Make a verbatim copy of the entries below; pictures stay out.

(Region pointing data)
——

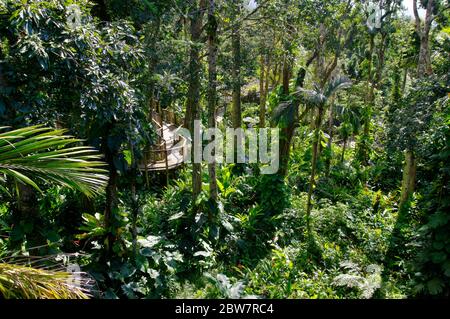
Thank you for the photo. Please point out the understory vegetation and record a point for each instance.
(359, 209)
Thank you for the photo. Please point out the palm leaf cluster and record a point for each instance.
(24, 282)
(38, 153)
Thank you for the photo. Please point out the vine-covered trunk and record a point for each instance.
(409, 177)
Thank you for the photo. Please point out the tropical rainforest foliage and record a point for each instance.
(360, 207)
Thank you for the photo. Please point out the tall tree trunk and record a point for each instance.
(193, 99)
(193, 109)
(212, 90)
(363, 147)
(236, 72)
(111, 197)
(343, 150)
(286, 74)
(330, 139)
(423, 69)
(262, 92)
(424, 64)
(409, 177)
(312, 179)
(287, 133)
(152, 40)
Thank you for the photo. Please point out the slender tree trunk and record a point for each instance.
(152, 40)
(287, 133)
(343, 150)
(312, 180)
(262, 92)
(236, 73)
(193, 110)
(423, 69)
(286, 75)
(111, 198)
(212, 90)
(409, 177)
(424, 64)
(363, 149)
(330, 139)
(266, 84)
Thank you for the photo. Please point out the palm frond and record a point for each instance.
(337, 84)
(24, 282)
(312, 97)
(285, 113)
(39, 153)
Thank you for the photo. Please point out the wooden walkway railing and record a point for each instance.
(169, 151)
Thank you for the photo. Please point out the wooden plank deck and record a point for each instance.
(175, 153)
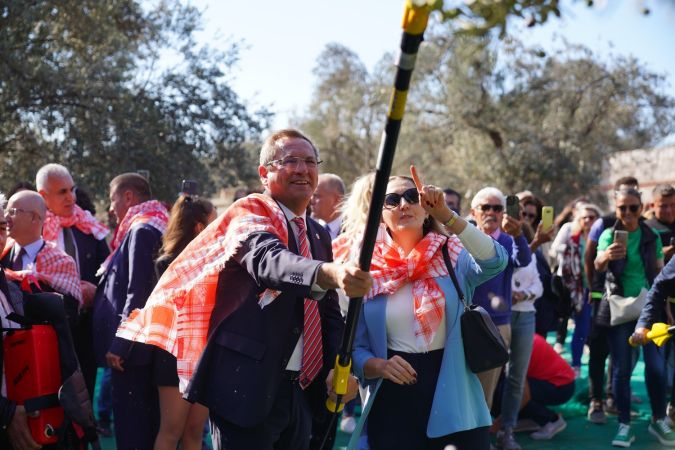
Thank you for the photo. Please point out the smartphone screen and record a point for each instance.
(513, 206)
(621, 237)
(546, 217)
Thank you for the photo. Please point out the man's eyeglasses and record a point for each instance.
(632, 208)
(65, 191)
(293, 162)
(392, 200)
(495, 208)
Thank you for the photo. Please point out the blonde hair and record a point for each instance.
(354, 208)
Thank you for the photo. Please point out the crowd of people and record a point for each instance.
(229, 325)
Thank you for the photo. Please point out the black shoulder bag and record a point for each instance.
(484, 348)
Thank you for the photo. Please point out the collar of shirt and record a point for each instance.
(32, 249)
(335, 226)
(290, 215)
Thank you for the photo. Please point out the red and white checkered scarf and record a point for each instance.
(151, 212)
(52, 266)
(81, 219)
(177, 313)
(391, 269)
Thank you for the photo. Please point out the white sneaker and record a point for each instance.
(662, 431)
(624, 437)
(550, 429)
(348, 424)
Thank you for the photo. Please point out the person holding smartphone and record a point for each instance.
(632, 255)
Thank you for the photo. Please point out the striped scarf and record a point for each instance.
(81, 219)
(391, 269)
(177, 313)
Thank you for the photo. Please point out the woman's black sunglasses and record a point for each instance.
(392, 200)
(633, 208)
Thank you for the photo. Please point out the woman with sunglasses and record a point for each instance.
(631, 268)
(408, 349)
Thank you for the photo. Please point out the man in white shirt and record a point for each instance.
(326, 202)
(30, 256)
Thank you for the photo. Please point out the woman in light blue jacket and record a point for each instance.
(408, 349)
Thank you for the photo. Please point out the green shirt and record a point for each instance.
(633, 278)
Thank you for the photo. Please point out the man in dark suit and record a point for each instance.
(126, 284)
(260, 374)
(81, 236)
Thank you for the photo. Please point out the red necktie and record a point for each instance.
(312, 353)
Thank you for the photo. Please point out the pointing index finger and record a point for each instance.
(416, 178)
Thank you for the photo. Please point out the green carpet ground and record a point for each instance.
(580, 434)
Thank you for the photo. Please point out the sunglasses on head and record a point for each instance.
(392, 200)
(632, 208)
(488, 207)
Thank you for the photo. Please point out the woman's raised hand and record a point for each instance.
(432, 199)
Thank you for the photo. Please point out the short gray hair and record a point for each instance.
(50, 170)
(274, 142)
(333, 181)
(485, 193)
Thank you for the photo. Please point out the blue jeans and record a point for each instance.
(655, 378)
(622, 366)
(522, 333)
(622, 360)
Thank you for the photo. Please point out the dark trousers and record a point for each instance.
(400, 413)
(287, 427)
(598, 345)
(83, 339)
(622, 360)
(545, 394)
(135, 403)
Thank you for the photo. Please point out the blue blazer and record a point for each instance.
(459, 403)
(125, 286)
(91, 253)
(240, 370)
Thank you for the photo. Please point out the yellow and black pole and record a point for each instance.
(415, 20)
(659, 334)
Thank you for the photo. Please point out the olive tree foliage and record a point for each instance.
(109, 87)
(493, 112)
(346, 113)
(482, 17)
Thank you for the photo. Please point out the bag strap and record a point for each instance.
(453, 276)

——

_WRITTEN RESPONSE_.
Thank you for the photo. Please point out the understory vegetation and record a point for each instance.
(359, 209)
Thank you for the photo. Please point out the palm leaf cluster and record a point for each instance.
(24, 282)
(38, 153)
Thank you for the photo. Please point out the vine-covered trunk and record a point for each instance.
(409, 177)
Thank you for the photo. Please point out the tropical rainforest foliage and record a point for each instance.
(360, 207)
Thank you for the photo. Please point out the tall tree trunk and record a point for each instance.
(193, 99)
(193, 109)
(212, 90)
(363, 147)
(236, 72)
(111, 197)
(343, 150)
(286, 74)
(330, 139)
(423, 69)
(262, 92)
(424, 64)
(409, 177)
(312, 179)
(287, 133)
(152, 40)
Thank you for the photo. Please point out the slender tree trunk and record a point for each instance.
(152, 40)
(287, 133)
(343, 150)
(312, 180)
(262, 92)
(236, 73)
(193, 110)
(423, 69)
(286, 75)
(111, 198)
(212, 90)
(409, 177)
(424, 64)
(363, 149)
(330, 139)
(266, 84)
Thank you for the photo. Please point out the palm frond and record a point for each instance.
(337, 84)
(24, 282)
(312, 97)
(285, 113)
(39, 153)
Thank you for the photo. Please point out the wooden walkway railing and record a point for each instance.
(169, 151)
Thank you for the photo. Please point out the wooden plank deck and record a point for each instance.
(175, 153)
Thank you for the photo. Please point out the smartphone screen and record a point for each instance.
(513, 206)
(621, 237)
(546, 217)
Thank you for the photo. Please point out the man's eyeglasses and record a point for each instance.
(632, 208)
(65, 191)
(293, 162)
(392, 200)
(495, 208)
Thank you for the photo. Please point out the blonde hair and record a point for each instance.
(354, 208)
Thank you for the photo. Please point out the crowd of people and record a point for each instance.
(229, 325)
Thank you for the photo. Please point out the black shoulder bag and record a point for each instance.
(484, 348)
Thank you for the photo. Please point out the collar of shirt and record a point for each instance.
(32, 249)
(335, 226)
(290, 215)
Thank you for the photo. Please point out the red and white checkered scarf and record a point for each instance.
(151, 212)
(52, 266)
(81, 219)
(177, 313)
(391, 269)
Thank you for the photo. Please point out the white sneaker and record a point for each instance.
(662, 431)
(624, 437)
(550, 429)
(348, 424)
Thank you for the photo. Please point out the person holding smartphone and record a point for each instance.
(632, 255)
Thank you for the photo. Please point out the striped scarf and record a point for each instance.
(81, 219)
(391, 269)
(177, 313)
Thank you for the photo. Please point out the woman's black sunglasses and record a point for each instance.
(392, 200)
(633, 208)
Thank you for the photo. Please point out the woman with sunglasses and record a point for each instance.
(631, 268)
(408, 349)
Thank you for the photo. Please point out the man in white shirt and record a point for each instance.
(326, 202)
(30, 256)
Thank you for the photo. Please point out the woman in light blue jacket and record a point for each instance.
(408, 349)
Thank you for the photo. Please point out the green shirt and record a point for each instance.
(633, 278)
Thank you for the photo. Please point out the man in dark suit and record a point for each instance.
(126, 284)
(260, 374)
(81, 236)
Thank you for the photo. Please point out the red necktie and record a point for each instance.
(312, 353)
Thank you for the photo. Please point out the pointing index finger and record a point for each instance.
(416, 178)
Thank you for the photo. Please point out the green carpet ground and record a point for each instance.
(580, 434)
Thank you for the photo. Please point out the sunglasses on head and record a point for each instance.
(392, 200)
(632, 208)
(488, 207)
Thank you for the photo. Please point out the woman's raised hand and record a point for each instance.
(432, 199)
Thank you for the photo. Please point out the short gray hair and record a point for each instance.
(50, 170)
(274, 142)
(333, 181)
(485, 193)
Thank you for the photo. Please point out the blue jeans and record a point for each instance.
(655, 378)
(622, 366)
(522, 333)
(622, 360)
Thank you for the photo. Please point out the dark trousers and record a point for each instance.
(400, 413)
(287, 427)
(598, 345)
(83, 339)
(622, 360)
(545, 394)
(135, 403)
Thank you for the photo. Please point out the blue blazer and record a point for each instance.
(459, 403)
(125, 286)
(91, 253)
(240, 370)
Thank you for the photo. Please point out the yellow and black pole and record a point for each instance.
(415, 20)
(659, 334)
Thank you for the photo. Please point out the olive tree foliage and record a point for each instance.
(109, 87)
(493, 112)
(346, 113)
(482, 17)
Thank you for the photo. Please point out the bag strap and record a point for each instance.
(453, 276)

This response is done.